(Stored data entries)
◆ ◆ ◆ ◆ ◆
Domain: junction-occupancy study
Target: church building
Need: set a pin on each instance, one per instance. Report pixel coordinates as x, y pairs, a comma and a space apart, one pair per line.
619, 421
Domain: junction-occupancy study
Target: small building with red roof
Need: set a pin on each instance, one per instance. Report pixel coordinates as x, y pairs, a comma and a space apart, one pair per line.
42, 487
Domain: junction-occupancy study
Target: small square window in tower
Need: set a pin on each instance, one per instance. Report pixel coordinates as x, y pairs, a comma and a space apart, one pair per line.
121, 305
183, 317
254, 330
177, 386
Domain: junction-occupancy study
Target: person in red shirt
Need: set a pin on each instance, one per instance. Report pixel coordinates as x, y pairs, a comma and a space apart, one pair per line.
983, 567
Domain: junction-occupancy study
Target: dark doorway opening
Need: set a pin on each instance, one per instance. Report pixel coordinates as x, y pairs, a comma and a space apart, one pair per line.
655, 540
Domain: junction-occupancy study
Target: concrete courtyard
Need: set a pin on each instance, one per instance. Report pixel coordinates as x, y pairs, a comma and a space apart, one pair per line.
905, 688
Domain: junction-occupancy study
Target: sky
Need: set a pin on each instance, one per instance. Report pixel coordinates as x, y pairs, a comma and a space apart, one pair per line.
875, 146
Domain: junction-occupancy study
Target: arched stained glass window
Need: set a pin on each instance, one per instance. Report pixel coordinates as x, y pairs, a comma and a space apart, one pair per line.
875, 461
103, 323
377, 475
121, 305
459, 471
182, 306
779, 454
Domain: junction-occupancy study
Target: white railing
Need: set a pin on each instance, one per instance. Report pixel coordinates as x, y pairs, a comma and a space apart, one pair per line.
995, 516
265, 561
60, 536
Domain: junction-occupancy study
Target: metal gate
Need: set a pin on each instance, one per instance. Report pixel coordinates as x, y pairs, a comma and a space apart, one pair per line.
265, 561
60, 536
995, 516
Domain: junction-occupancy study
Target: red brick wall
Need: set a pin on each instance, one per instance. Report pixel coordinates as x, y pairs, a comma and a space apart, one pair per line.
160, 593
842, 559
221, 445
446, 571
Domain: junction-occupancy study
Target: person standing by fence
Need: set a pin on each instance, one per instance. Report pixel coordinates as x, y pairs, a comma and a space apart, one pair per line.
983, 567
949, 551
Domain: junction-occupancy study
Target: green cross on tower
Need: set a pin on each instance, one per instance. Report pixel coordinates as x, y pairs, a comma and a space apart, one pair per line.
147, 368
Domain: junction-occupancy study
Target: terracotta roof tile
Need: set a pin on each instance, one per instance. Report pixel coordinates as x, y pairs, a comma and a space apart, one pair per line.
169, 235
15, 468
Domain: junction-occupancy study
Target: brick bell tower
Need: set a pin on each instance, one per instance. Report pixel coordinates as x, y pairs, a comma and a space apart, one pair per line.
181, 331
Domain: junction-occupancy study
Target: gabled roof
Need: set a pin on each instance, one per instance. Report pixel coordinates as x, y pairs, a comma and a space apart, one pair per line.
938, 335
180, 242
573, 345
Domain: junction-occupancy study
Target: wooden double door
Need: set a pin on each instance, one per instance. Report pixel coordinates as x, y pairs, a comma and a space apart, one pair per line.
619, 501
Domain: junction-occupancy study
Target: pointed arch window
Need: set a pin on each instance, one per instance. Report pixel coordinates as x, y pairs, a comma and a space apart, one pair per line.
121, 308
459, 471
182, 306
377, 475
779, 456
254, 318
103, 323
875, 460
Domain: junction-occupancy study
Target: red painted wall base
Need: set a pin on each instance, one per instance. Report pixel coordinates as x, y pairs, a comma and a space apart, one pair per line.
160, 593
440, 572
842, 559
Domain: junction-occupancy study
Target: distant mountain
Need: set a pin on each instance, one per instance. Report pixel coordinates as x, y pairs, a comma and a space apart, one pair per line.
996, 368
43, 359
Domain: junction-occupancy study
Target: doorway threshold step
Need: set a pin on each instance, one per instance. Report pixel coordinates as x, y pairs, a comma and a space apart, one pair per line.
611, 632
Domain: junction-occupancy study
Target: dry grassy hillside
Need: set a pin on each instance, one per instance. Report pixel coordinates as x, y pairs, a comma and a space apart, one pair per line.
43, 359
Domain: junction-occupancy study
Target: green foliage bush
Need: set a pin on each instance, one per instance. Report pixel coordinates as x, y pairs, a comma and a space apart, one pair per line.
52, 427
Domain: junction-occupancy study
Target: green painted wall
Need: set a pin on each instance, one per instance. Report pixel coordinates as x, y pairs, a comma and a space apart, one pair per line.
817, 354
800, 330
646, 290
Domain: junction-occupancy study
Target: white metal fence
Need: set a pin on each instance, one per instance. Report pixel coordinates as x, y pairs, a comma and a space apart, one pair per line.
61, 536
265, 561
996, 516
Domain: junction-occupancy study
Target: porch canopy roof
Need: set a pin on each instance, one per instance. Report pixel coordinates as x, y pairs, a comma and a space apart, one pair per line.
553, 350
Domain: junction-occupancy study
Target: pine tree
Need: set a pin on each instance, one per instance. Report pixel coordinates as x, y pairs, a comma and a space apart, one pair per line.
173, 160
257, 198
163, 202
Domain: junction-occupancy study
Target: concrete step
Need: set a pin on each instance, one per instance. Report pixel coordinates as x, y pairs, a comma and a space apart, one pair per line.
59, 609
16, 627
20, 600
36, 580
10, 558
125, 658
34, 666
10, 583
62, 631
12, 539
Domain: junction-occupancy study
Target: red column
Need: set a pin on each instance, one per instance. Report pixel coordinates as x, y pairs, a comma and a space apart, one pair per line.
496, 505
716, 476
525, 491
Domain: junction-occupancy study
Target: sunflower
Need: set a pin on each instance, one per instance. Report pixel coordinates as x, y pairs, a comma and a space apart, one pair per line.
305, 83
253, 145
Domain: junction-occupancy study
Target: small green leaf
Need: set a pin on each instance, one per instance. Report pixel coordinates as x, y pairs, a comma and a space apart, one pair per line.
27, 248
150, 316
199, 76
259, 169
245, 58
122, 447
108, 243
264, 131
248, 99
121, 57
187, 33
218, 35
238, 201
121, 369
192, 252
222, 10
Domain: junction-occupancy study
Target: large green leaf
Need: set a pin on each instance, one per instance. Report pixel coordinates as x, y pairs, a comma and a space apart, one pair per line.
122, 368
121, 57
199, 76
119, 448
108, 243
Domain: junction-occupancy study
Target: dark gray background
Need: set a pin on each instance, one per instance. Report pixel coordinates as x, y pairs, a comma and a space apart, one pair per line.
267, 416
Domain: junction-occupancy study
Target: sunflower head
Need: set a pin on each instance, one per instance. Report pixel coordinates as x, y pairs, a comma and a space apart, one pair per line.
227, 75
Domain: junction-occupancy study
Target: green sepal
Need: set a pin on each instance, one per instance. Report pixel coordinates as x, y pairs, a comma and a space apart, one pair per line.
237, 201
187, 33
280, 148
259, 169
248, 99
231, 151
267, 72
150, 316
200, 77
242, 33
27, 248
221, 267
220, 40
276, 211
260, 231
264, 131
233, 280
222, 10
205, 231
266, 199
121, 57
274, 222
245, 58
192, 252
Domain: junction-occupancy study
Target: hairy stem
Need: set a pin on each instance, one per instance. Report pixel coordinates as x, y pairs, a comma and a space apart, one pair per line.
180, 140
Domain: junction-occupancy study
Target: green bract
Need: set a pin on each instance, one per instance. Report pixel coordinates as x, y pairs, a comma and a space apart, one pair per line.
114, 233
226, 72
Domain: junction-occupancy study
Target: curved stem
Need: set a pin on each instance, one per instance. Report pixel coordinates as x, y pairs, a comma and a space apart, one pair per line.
◆ ◆ ◆ ◆ ◆
__HOW TO COMPLETE THIS TASK__
Please reproduce, exactly as they appear above, the lines from the line containing "Target: wooden double door" up to and including the line containing "Target: porch canopy roof".

__ANSWER SECTION__
Target: wooden double door
Need: set a pin on each instance, one per instance. Report pixel coordinates as x, y pairs, a comma and a space apart, one pair per line.
619, 501
Domain: junction-occupancy study
Target: pointed arch window
Need: set a pin on each instance, one per instance. Report pixel coordinates as x, y pairs, a comma and a space apart, one pair per line.
121, 308
459, 471
182, 306
377, 475
779, 456
254, 318
103, 323
875, 460
Domain: junction-occupancy study
Target: red painted wall base
Need: set a pin on each instance, one per instance. Report pixel coordinates as x, y pairs, a comma and a space apart, one pair per line.
160, 593
440, 572
842, 559
Domain: junction-occupancy study
Target: distant mountain
Need: set a pin on each instance, one per instance. Report pixel coordinates as x, y pairs, a comma and a space apart, one pair per line.
996, 368
43, 359
Domain: junction-occupancy study
Target: doorway threshold step
Need: set a pin on each instance, one per instance. Report pixel coordinates as x, y pairs, a comma and a space apart, one pair per line.
611, 632
Domain: junction-occupancy study
Target: dry grassy hillside
Need: set a pin on each instance, one per instance. Report pixel coordinates as x, y pairs, a comma and a space apart, one pair per line.
43, 359
Domain: junction-occupancy study
Target: green foliage bush
Need: set a pin on each instance, one per instance. Report pixel coordinates as x, y pairs, a comma and a space apart, one pair per line.
52, 427
Domain: junction-occupancy study
Target: green painted wall
Need: set a pin on each instance, one per instance. Report pixel coordinates as x, y pairs, a comma and a space apart, one pair per line.
817, 354
800, 330
646, 290
Domain: junction-occupancy study
Target: white metal fence
Need: set a pin on each instance, one per instance. Report pixel coordinates as x, y pairs, a comma and a space apart, one pair per line.
61, 536
265, 561
996, 516
Domain: junction-occupancy study
Target: porch canopy roof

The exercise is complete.